"""

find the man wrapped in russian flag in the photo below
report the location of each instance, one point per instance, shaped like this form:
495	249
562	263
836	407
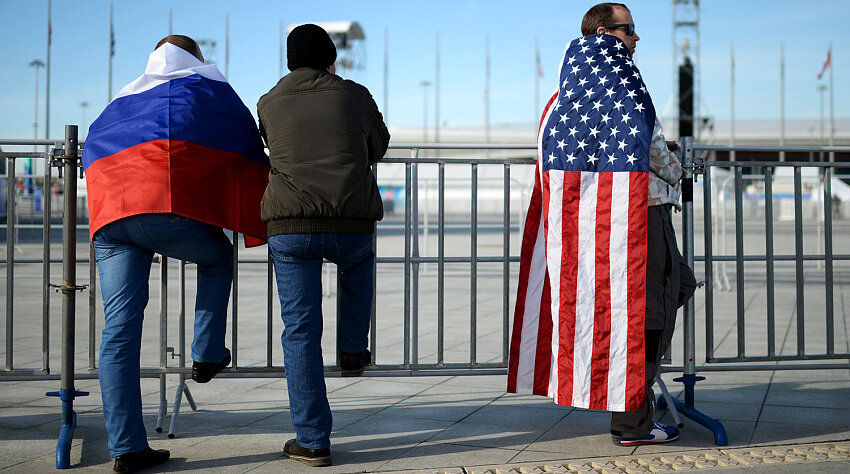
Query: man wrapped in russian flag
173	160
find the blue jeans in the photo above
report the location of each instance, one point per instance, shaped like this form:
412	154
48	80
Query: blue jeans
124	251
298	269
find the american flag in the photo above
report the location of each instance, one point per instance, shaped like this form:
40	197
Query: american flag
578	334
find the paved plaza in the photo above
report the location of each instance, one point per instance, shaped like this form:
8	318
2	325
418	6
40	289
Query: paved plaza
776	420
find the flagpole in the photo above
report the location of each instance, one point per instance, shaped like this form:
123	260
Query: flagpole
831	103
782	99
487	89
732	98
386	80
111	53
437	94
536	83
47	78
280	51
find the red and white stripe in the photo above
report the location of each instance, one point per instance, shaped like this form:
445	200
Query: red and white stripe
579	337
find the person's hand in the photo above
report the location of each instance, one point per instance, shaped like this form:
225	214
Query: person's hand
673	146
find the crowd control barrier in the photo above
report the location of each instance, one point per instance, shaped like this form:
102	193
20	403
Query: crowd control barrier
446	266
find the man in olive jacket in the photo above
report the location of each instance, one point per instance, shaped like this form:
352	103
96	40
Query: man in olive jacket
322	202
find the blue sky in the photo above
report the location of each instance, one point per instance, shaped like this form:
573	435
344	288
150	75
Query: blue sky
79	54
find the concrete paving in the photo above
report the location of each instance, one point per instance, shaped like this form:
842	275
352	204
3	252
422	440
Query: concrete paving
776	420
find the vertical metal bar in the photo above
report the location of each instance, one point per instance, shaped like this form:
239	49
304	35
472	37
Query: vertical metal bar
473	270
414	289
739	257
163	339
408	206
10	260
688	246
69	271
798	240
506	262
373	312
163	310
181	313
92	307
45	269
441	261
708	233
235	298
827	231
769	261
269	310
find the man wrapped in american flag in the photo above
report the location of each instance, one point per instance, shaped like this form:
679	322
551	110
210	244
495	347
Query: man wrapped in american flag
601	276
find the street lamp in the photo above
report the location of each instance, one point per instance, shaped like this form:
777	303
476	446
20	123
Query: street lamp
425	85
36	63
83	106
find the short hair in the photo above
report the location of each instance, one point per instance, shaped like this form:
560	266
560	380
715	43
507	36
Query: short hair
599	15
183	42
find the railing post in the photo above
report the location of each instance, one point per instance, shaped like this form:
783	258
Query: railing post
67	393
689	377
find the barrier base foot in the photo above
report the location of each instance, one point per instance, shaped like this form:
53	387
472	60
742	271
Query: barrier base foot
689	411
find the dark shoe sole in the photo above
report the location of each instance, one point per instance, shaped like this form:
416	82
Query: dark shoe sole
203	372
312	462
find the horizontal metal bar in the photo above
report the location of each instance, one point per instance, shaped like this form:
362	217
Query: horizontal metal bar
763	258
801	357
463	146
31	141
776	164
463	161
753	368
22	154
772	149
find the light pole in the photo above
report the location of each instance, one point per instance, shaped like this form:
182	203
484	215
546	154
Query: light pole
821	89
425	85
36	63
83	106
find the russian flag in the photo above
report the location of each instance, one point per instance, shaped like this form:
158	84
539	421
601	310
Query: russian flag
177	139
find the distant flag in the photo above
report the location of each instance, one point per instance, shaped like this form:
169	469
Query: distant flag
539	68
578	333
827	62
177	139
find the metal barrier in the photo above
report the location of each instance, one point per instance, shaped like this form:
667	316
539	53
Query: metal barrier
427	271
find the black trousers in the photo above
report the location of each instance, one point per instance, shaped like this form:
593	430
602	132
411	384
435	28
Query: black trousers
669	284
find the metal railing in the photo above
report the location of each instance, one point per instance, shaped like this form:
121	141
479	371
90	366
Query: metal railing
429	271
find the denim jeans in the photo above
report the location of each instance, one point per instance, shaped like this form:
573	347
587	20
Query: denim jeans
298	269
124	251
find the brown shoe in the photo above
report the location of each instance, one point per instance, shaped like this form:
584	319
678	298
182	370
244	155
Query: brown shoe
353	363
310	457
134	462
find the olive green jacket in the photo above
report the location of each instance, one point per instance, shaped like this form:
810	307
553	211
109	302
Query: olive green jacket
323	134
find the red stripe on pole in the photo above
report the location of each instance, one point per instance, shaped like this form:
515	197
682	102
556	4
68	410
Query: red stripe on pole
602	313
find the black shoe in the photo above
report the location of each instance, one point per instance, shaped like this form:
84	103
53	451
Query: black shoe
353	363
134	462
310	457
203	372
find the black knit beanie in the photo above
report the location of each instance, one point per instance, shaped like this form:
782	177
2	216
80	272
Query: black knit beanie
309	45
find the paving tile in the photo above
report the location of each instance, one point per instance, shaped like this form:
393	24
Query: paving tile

"""
"""

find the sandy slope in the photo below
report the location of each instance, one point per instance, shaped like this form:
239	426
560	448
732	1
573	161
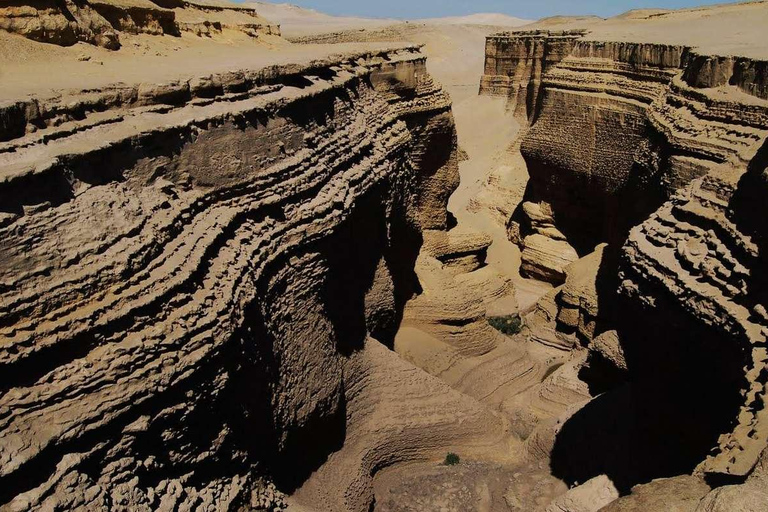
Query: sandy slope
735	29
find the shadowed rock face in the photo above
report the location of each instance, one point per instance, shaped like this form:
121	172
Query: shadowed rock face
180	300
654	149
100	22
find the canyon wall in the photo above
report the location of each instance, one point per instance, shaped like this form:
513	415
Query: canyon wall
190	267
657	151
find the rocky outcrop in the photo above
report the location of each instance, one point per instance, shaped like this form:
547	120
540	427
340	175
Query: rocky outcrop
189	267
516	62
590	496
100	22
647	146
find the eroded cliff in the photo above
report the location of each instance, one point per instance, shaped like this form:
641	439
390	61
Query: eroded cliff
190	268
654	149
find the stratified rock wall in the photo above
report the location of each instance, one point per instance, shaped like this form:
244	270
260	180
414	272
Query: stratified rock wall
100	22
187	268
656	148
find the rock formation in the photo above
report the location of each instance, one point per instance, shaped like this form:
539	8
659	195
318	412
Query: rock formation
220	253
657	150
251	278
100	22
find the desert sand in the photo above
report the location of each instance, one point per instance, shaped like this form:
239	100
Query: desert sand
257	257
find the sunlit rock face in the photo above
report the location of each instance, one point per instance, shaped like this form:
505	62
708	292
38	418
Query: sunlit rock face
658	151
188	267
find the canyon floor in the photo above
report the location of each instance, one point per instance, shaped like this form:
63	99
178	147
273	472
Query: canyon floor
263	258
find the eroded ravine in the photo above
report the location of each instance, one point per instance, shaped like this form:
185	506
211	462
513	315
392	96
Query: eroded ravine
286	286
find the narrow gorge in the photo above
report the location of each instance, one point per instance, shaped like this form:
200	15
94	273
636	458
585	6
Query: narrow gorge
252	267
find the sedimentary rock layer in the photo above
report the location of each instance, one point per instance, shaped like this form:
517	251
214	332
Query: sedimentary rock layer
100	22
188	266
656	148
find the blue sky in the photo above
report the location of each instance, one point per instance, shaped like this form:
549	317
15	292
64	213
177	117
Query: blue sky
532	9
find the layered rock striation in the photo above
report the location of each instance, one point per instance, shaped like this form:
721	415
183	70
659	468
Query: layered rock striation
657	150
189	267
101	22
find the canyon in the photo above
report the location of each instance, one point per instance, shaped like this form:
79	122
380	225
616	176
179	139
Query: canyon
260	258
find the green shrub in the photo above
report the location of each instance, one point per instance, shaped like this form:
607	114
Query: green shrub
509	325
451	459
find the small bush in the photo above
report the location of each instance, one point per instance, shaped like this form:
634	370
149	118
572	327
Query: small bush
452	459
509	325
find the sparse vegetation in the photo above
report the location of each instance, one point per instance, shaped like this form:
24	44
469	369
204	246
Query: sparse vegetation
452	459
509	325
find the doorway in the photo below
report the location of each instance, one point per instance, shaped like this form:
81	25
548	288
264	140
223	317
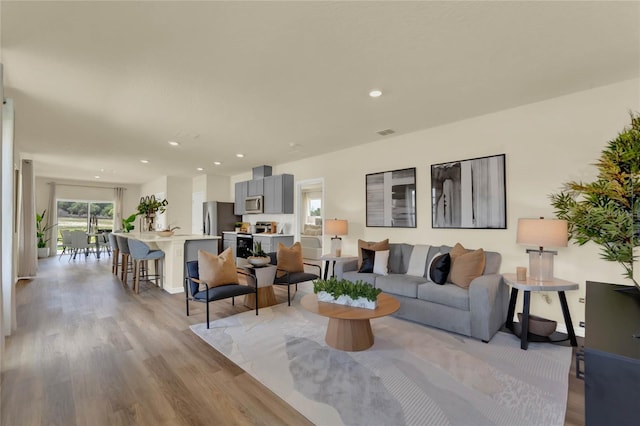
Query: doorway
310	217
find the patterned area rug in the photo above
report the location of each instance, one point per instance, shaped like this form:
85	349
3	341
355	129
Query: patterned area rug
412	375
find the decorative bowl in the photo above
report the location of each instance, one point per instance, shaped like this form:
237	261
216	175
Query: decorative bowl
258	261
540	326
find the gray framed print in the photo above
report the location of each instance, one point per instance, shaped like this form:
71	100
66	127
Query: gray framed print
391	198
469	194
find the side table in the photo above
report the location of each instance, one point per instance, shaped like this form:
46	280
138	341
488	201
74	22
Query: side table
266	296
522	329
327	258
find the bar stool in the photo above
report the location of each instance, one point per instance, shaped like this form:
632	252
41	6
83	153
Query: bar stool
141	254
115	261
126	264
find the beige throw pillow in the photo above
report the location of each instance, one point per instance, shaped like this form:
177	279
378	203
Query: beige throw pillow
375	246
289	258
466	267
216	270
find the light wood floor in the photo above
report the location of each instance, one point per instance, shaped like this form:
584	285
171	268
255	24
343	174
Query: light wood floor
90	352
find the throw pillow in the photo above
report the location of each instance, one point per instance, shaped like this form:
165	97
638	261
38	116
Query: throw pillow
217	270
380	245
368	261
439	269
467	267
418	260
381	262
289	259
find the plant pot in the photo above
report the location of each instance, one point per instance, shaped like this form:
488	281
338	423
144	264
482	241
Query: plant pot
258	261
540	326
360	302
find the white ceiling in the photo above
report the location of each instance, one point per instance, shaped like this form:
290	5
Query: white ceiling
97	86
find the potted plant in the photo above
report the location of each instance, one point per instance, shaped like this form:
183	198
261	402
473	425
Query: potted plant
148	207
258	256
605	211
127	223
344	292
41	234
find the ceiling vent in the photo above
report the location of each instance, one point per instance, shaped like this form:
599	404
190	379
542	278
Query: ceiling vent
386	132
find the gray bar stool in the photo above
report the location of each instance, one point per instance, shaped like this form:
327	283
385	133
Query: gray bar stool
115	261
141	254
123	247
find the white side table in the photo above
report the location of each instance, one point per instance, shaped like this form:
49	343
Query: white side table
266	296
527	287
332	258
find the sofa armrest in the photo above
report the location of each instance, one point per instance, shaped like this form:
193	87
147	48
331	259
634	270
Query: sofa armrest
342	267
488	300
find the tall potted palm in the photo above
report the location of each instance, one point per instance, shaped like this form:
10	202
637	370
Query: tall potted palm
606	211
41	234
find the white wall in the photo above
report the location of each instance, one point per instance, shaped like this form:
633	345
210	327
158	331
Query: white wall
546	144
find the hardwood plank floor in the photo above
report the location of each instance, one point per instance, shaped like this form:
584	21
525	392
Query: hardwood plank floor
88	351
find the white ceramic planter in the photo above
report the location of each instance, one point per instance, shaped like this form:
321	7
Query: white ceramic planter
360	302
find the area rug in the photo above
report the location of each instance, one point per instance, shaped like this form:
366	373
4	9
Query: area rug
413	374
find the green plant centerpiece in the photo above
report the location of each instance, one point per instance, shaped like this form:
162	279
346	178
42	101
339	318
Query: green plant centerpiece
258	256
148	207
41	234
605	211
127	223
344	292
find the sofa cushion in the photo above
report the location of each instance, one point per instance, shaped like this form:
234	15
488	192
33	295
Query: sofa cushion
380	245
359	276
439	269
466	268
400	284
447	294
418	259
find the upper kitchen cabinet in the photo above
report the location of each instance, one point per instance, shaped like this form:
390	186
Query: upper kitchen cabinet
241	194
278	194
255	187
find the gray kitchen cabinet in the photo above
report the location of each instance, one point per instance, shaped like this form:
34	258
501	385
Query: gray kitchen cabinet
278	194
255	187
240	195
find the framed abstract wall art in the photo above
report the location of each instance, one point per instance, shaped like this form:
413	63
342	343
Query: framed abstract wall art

"""
"""

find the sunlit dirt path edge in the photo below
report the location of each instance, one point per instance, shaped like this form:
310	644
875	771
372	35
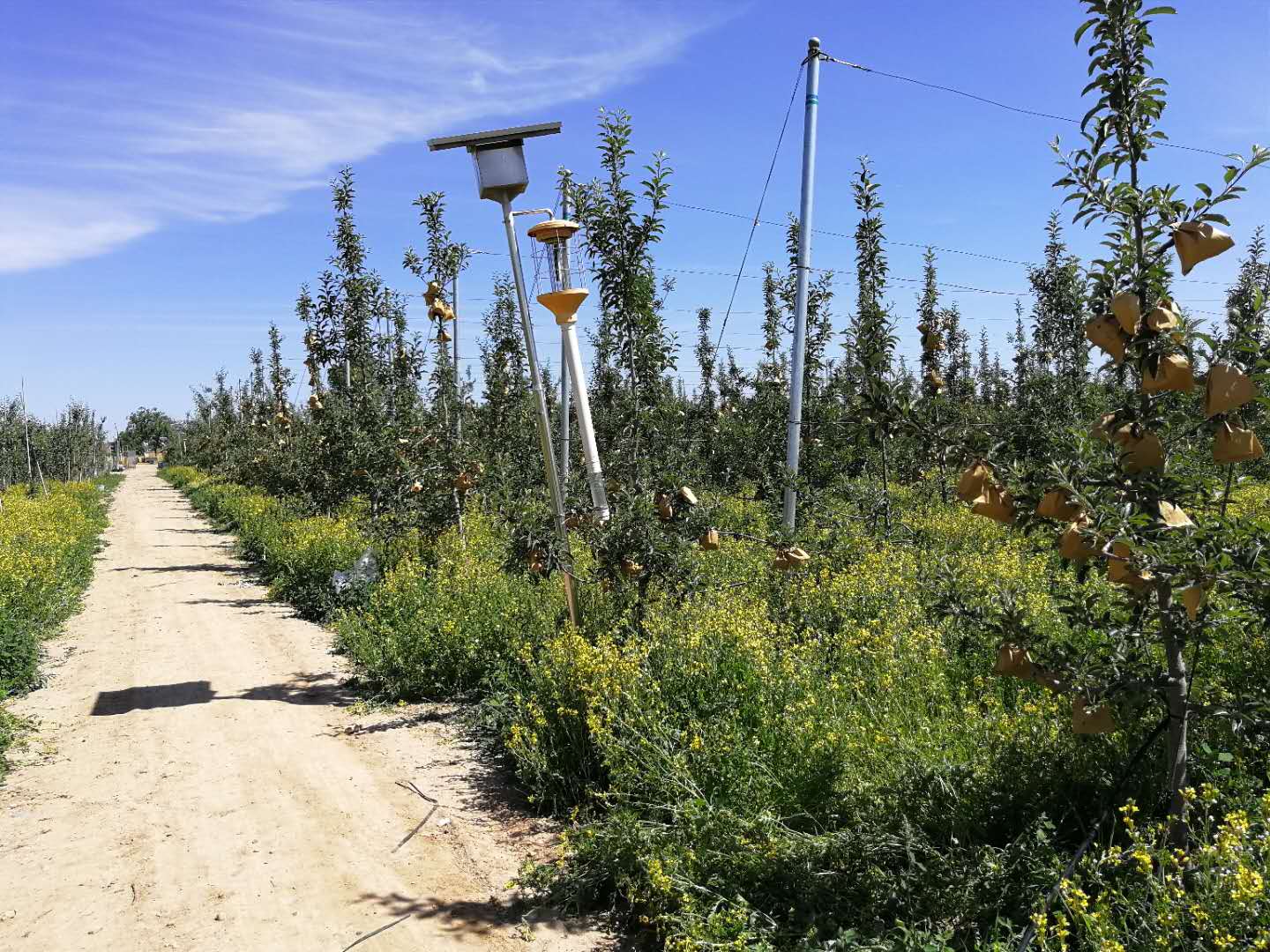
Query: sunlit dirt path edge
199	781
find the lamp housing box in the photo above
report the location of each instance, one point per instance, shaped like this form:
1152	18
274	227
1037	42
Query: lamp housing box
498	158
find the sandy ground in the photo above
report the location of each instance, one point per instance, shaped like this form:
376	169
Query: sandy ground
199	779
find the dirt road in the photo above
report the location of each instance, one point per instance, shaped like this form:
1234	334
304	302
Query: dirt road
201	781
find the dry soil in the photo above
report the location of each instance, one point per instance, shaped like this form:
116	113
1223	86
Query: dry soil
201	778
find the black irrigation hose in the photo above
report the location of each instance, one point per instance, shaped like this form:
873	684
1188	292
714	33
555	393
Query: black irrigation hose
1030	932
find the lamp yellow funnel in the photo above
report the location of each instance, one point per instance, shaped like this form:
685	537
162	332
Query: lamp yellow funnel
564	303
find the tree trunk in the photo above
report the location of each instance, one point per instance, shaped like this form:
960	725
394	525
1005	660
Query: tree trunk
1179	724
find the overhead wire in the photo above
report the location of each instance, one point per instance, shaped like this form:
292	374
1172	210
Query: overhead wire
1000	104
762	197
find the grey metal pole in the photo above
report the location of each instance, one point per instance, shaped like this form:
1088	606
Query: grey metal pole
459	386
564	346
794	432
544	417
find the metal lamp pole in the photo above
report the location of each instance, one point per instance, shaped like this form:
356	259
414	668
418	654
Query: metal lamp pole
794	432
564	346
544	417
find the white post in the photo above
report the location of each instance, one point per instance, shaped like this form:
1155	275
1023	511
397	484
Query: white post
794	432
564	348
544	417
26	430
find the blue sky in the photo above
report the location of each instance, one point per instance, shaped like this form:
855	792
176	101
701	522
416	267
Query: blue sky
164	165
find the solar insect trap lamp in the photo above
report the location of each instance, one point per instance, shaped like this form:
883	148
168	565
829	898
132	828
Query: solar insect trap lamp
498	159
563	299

"""

Work to complete: Give the number of lines in the records above that contain the word "abstract". Reply with that number alone.

Solution for this problem: 2